Your task: Extract each line below that contains the string "white" and copy it out unchanged. Matching is case-sensitive.
-- START OF Stored records --
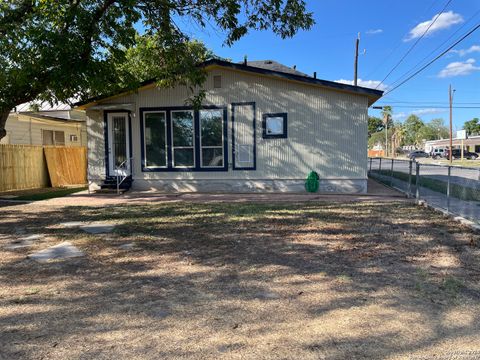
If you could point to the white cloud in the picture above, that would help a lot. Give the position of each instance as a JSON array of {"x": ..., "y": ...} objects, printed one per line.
[
  {"x": 444, "y": 21},
  {"x": 470, "y": 50},
  {"x": 420, "y": 112},
  {"x": 459, "y": 68},
  {"x": 372, "y": 84}
]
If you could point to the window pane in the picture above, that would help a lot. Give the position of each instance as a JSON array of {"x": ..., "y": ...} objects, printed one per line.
[
  {"x": 183, "y": 157},
  {"x": 274, "y": 126},
  {"x": 59, "y": 138},
  {"x": 212, "y": 127},
  {"x": 155, "y": 142},
  {"x": 47, "y": 137},
  {"x": 182, "y": 122},
  {"x": 212, "y": 157}
]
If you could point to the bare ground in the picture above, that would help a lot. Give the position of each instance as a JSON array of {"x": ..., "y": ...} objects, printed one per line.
[{"x": 242, "y": 281}]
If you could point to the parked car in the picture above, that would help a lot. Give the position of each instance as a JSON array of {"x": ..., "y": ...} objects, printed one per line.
[
  {"x": 416, "y": 154},
  {"x": 438, "y": 153},
  {"x": 457, "y": 154}
]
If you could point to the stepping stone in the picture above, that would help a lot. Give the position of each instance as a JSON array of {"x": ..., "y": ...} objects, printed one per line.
[
  {"x": 71, "y": 224},
  {"x": 267, "y": 295},
  {"x": 32, "y": 237},
  {"x": 23, "y": 242},
  {"x": 128, "y": 246},
  {"x": 63, "y": 250},
  {"x": 7, "y": 197},
  {"x": 97, "y": 228}
]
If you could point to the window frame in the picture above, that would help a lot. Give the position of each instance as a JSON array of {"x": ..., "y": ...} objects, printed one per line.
[
  {"x": 265, "y": 118},
  {"x": 209, "y": 146},
  {"x": 197, "y": 148},
  {"x": 144, "y": 126},
  {"x": 194, "y": 142},
  {"x": 54, "y": 140}
]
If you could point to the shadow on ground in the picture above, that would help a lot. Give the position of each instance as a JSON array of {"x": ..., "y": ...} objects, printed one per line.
[{"x": 313, "y": 280}]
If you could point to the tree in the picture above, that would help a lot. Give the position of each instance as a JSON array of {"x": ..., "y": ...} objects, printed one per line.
[
  {"x": 374, "y": 125},
  {"x": 55, "y": 50},
  {"x": 472, "y": 126},
  {"x": 411, "y": 127}
]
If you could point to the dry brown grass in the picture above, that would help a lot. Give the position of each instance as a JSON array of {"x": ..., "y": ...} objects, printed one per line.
[{"x": 242, "y": 281}]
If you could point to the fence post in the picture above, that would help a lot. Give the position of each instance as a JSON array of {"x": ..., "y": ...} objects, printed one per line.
[
  {"x": 409, "y": 190},
  {"x": 391, "y": 174},
  {"x": 448, "y": 189},
  {"x": 417, "y": 181}
]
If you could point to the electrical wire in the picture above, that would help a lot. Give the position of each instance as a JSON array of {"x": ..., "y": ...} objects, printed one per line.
[
  {"x": 435, "y": 59},
  {"x": 415, "y": 44}
]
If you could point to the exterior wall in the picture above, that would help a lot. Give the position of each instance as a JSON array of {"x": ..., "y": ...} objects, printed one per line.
[
  {"x": 27, "y": 130},
  {"x": 327, "y": 132}
]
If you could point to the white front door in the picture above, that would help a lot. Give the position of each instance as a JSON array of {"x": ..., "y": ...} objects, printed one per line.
[{"x": 118, "y": 140}]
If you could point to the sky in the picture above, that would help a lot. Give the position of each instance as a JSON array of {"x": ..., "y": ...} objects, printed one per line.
[{"x": 388, "y": 29}]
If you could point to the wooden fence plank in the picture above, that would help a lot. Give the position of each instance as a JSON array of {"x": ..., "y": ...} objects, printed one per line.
[
  {"x": 66, "y": 165},
  {"x": 22, "y": 167},
  {"x": 29, "y": 166}
]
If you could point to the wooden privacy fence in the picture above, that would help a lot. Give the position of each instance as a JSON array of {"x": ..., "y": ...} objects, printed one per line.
[{"x": 29, "y": 167}]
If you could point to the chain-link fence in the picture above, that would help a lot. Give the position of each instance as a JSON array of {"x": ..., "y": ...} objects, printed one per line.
[{"x": 455, "y": 189}]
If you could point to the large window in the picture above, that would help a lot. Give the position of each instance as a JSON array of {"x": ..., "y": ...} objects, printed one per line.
[
  {"x": 183, "y": 144},
  {"x": 155, "y": 132},
  {"x": 183, "y": 139},
  {"x": 211, "y": 138}
]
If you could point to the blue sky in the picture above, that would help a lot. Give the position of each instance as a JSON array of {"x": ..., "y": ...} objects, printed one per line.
[{"x": 388, "y": 29}]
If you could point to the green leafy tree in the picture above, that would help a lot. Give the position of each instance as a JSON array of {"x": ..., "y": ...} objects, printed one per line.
[
  {"x": 472, "y": 126},
  {"x": 411, "y": 126},
  {"x": 375, "y": 124},
  {"x": 56, "y": 50}
]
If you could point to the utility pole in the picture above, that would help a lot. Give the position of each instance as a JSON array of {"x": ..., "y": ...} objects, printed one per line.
[
  {"x": 450, "y": 96},
  {"x": 355, "y": 71}
]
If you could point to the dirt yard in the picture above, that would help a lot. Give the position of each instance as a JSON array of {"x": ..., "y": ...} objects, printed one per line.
[{"x": 181, "y": 280}]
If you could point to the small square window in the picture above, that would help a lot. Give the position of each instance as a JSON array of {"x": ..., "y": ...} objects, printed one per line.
[
  {"x": 217, "y": 82},
  {"x": 275, "y": 126}
]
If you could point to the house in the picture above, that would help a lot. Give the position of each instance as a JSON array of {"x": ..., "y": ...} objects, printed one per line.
[
  {"x": 471, "y": 144},
  {"x": 52, "y": 127},
  {"x": 262, "y": 127}
]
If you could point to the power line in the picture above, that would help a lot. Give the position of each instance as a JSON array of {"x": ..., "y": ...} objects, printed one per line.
[
  {"x": 435, "y": 59},
  {"x": 431, "y": 106},
  {"x": 384, "y": 59},
  {"x": 438, "y": 47},
  {"x": 415, "y": 44}
]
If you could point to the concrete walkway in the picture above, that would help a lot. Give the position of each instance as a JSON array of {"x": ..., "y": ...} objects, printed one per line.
[{"x": 376, "y": 192}]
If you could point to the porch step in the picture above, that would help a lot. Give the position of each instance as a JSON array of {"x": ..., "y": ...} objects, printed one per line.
[
  {"x": 110, "y": 191},
  {"x": 109, "y": 185}
]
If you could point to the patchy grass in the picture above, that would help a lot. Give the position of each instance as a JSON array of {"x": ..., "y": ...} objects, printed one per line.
[{"x": 242, "y": 281}]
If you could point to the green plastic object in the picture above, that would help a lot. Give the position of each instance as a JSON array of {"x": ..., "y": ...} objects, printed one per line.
[{"x": 312, "y": 182}]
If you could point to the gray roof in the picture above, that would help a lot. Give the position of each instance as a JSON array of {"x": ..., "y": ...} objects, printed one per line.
[{"x": 274, "y": 66}]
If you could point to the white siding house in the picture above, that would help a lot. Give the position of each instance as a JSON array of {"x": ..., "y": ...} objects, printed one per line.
[{"x": 258, "y": 130}]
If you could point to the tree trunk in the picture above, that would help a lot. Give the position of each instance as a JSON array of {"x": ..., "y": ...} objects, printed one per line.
[{"x": 3, "y": 120}]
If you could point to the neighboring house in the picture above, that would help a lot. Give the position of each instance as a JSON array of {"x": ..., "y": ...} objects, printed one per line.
[
  {"x": 262, "y": 127},
  {"x": 471, "y": 144},
  {"x": 54, "y": 127}
]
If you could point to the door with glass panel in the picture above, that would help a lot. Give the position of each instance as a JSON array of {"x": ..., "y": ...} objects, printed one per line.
[{"x": 118, "y": 149}]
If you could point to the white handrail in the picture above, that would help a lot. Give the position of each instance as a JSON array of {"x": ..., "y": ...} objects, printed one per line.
[{"x": 118, "y": 175}]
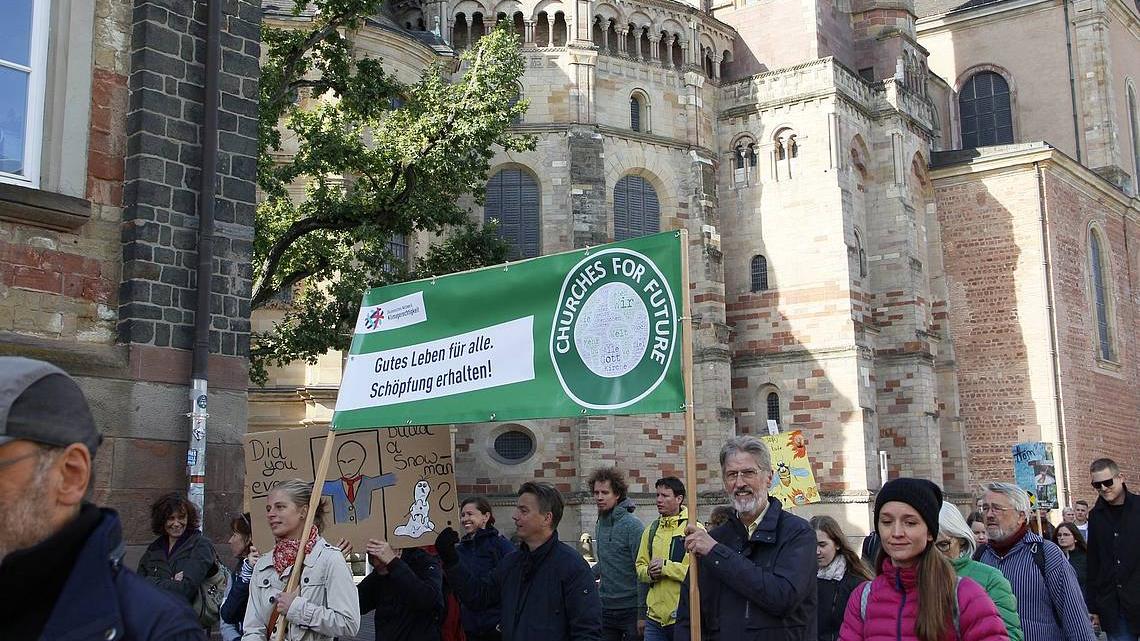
-- END OF Stored records --
Correct output:
If you could point to the white cloud in the picture above, that would help a lot. Give the position of each instance as a JSON array of {"x": ..., "y": ...} objects, printed one per line.
If you could point to the white front door in the picture above, that would help a lot. Give the position of each instance as a JSON array of {"x": ..., "y": ...} objects, printed one per line.
If you could point to the white siding house in the picture above, that would help a lot. Give the position of each instance as a JSON array of {"x": ..., "y": ...} objects, printed one per line.
If you could point to the white handrail in the picture above, that would help a lot. Give the position of each instance as a JSON array of {"x": ..., "y": ...} objects, printed one per line.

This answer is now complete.